* 分析用テキスト:
ベトナム国境に近い村で4人のジフテリア患者のうち3人の子供が亡くなった。亡くなった子供達はワクチン(三種混合ワクチンDPT)を受けていなかった。生き残った子だけがワクチンを受け、感染はしたものの助かった。カンボジアにはまだ居る。報告されないで感染し、死んでいるジフテリアの子供達がまだ確実にいる。感染している子供達の本当の数を知り、ワクチンをうけていない子供たちの実態を知る事が僕らの急務だ。そして、ワクチンの接種の改善で、死ななくてもいい子供の命を少しでも救うことがワクチン計画で働く僕らの念願となる。
百日咳の菌も前回お話したあの赤ちゃんの喉から分離された。これもカンボジアでは百日咳菌分離の初めての例となる。百日咳菌はジフテリア菌に比べても分離がずっと難しいと言われていたものだが、発症から3週間経った患者の喉と鼻腔からも十分確認ができる事も分かった。百日咳はジフテリアに比べて死亡率はずっと少ないが、ジフテリアよりもずっと広くまだカンボジアの中で流行している。三種混合ワクチン(DPT)の接種にまだまだ改善する余地があることを教えてくれている。
今回のジフテリアと百日咳の経験は、ポリオや麻疹だけでなく、ジフテリアや百日咳においても、菌の証明が、感染症の診断上だけでなく、その感染の実態を知る上でいかに大事であるかを改めて教えてくれたような気がしているのである。

* 課題:
分析用テキストによると、ベトナム国境に近い村で、4人のジフテリア患者のうち何人の子供が亡くなったか。

* 提供データ:

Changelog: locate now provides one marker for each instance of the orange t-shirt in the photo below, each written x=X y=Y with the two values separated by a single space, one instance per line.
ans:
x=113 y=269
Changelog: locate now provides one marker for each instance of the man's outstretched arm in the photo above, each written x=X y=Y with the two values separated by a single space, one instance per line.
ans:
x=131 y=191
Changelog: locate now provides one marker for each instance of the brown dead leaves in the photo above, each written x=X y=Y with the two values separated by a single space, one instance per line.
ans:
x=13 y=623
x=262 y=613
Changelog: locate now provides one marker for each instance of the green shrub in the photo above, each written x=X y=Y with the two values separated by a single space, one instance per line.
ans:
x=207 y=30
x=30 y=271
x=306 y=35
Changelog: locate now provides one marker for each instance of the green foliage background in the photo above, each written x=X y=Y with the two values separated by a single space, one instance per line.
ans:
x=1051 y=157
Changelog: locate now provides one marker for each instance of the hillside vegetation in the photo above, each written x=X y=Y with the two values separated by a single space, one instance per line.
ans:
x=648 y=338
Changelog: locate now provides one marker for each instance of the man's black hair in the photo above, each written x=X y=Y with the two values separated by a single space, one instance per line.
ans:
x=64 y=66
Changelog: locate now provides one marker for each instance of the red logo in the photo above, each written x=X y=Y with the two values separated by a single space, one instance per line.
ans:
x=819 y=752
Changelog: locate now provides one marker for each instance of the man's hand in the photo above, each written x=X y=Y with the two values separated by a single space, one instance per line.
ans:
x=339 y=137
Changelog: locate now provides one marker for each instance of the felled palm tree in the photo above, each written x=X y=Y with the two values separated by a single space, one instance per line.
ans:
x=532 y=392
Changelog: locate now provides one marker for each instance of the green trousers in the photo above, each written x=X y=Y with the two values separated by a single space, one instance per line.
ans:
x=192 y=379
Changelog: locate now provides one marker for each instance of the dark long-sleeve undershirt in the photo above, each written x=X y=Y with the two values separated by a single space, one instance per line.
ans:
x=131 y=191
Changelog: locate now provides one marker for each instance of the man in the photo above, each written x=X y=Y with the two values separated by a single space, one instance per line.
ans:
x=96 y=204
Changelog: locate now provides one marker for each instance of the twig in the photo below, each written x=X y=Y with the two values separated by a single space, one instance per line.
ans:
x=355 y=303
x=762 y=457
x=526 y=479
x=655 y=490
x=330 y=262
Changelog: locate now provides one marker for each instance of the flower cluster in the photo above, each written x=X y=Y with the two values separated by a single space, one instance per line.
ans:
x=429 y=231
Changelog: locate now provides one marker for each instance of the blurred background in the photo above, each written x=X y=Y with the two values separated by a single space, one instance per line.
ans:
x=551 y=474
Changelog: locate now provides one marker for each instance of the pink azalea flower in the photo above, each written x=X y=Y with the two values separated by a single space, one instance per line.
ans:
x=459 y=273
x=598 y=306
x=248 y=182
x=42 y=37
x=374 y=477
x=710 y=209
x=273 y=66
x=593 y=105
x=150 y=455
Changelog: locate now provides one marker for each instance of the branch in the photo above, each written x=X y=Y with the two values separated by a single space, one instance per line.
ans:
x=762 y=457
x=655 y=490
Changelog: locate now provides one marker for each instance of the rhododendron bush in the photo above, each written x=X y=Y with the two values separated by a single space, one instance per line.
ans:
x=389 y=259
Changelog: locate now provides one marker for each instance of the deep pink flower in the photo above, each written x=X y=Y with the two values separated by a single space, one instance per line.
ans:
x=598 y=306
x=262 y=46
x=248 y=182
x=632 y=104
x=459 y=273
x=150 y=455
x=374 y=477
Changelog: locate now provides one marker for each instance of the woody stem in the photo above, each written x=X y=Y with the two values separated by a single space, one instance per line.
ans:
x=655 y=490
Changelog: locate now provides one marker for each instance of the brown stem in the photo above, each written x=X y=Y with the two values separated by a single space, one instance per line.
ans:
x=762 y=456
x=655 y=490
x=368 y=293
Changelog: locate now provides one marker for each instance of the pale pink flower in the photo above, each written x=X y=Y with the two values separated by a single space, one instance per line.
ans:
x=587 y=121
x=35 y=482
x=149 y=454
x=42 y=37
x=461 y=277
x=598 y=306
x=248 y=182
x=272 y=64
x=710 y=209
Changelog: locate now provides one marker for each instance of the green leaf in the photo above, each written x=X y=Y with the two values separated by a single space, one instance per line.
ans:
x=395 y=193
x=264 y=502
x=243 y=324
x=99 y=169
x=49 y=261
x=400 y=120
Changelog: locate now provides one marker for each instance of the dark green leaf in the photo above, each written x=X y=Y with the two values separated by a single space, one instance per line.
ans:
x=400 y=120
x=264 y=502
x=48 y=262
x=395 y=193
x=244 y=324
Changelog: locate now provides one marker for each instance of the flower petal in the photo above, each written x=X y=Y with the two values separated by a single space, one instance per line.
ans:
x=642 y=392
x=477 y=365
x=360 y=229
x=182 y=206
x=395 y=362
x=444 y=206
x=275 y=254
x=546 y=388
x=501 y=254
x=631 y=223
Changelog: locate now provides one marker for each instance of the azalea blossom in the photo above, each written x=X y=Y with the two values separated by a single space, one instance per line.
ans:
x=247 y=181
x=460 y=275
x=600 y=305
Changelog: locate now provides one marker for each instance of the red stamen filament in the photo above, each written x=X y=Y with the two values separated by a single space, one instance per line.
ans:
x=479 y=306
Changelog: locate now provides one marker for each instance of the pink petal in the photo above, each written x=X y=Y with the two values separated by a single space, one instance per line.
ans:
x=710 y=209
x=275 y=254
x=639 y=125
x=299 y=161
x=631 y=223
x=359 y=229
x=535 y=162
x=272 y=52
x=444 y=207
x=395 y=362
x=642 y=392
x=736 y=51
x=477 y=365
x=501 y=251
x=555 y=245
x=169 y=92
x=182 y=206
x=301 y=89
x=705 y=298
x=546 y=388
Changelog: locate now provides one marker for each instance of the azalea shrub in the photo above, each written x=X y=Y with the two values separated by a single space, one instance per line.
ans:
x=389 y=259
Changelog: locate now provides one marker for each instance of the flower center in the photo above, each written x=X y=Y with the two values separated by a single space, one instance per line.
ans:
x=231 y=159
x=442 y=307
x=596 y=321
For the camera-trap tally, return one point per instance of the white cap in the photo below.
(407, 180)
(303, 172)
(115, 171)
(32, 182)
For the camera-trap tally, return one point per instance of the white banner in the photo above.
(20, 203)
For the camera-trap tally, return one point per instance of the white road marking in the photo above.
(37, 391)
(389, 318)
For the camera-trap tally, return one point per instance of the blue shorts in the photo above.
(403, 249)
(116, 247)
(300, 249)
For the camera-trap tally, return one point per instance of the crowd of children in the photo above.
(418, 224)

* 解答:
3人。